▸ **AIM**: Could you arrange every line of the entries below as a numbered list, skipping blank lines and leaving out the pictures?

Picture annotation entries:
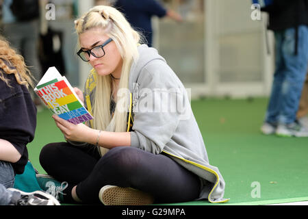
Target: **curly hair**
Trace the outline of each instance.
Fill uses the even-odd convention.
[[[23,57],[10,47],[9,42],[0,36],[0,79],[10,86],[9,80],[4,74],[14,74],[17,83],[33,87],[32,76],[27,68]]]

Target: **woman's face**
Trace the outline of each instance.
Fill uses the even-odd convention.
[[[82,50],[88,50],[101,45],[109,37],[101,28],[92,28],[79,34],[80,46]],[[96,70],[99,75],[112,74],[115,77],[120,77],[122,70],[123,60],[114,41],[111,41],[103,47],[105,55],[96,57],[90,55],[90,64]]]

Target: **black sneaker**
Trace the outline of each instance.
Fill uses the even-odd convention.
[[[11,188],[8,190],[15,192],[11,205],[60,205],[55,197],[42,191],[25,192]],[[16,196],[17,193],[20,195]]]

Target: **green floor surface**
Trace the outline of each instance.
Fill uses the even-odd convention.
[[[225,198],[215,205],[265,205],[308,200],[308,138],[266,136],[259,132],[268,100],[204,99],[192,101],[210,164],[226,181]],[[50,112],[38,114],[29,159],[40,173],[42,146],[62,141]],[[55,161],[56,162],[56,161]],[[192,201],[170,205],[211,205]]]

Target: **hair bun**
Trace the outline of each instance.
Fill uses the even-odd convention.
[[[109,20],[109,14],[105,13],[105,12],[101,11],[101,15],[105,20]]]

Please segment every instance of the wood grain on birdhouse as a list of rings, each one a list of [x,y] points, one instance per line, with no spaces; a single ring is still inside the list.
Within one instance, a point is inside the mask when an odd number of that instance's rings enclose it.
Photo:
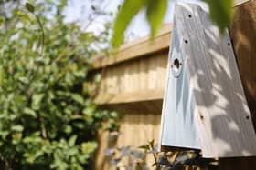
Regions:
[[[206,5],[176,5],[160,145],[204,157],[256,155],[256,135],[228,30]]]

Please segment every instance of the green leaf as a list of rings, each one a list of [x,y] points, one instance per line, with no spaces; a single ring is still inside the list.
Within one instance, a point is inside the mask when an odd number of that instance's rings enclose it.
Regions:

▸ **RESULT FOR THIS TASK**:
1. Target: **curly hair**
2. Trace the outline of each instance.
3. Fill uses the even-odd convention.
4. [[[23,57],[10,47],[9,42],[0,36],[0,79],[10,86],[9,80],[4,74],[14,74],[17,83],[33,87],[32,76],[27,68]]]
5. Target: **woman's face**
6. Trace the outline of each instance.
7. Fill uses the even-odd convention.
8. [[[82,50],[88,50],[101,45],[109,37],[101,28],[92,28],[79,34],[80,46]],[[96,70],[99,75],[112,74],[115,77],[120,77],[122,70],[123,60],[114,41],[111,41],[103,47],[105,55],[96,57],[90,55],[90,64]]]
9. Target: **black sneaker**
10. Trace the outline of each instance.
11. Fill uses the even-odd convention.
12. [[[11,188],[8,190],[15,192],[11,205],[60,205],[55,197],[42,191],[25,192]],[[16,196],[17,193],[20,195]]]
13. Target: **green floor surface**
14. Trace the outline of each instance.
15. Fill uses the even-odd convention.
16. [[[225,198],[215,205],[265,205],[308,200],[308,138],[266,136],[259,132],[268,100],[204,99],[192,101],[210,164],[226,181]],[[50,112],[38,114],[29,159],[40,173],[42,146],[62,141]],[[55,161],[56,162],[56,161]],[[192,201],[170,205],[211,205]]]
17. Target: **hair bun**
18. Trace the outline of each instance.
19. Fill uses the even-odd convention.
20. [[[109,20],[109,14],[105,13],[105,12],[101,11],[101,15],[105,20]]]
21. Please segment every instance of the wood grain on birdhouse as a list of rings, each one a list of [x,y] points, one instance per line, with no spaces; a single ring is still inside the list.
22. Within one instance, a point is inside the mask when an odd number of that instance's rings enclose it.
23. Photo:
24. Regions:
25. [[[206,5],[176,5],[160,145],[204,157],[256,155],[256,135],[228,30]]]
26. Please segment every instance of the green leaf as a list of rings, each one a list of [x,y] points, one instance per line, with no spaces; a single ring is still inside the list.
27. Within one instance, a point is inside the mask when an odd number of that instance's rings enclose it.
28. Regions:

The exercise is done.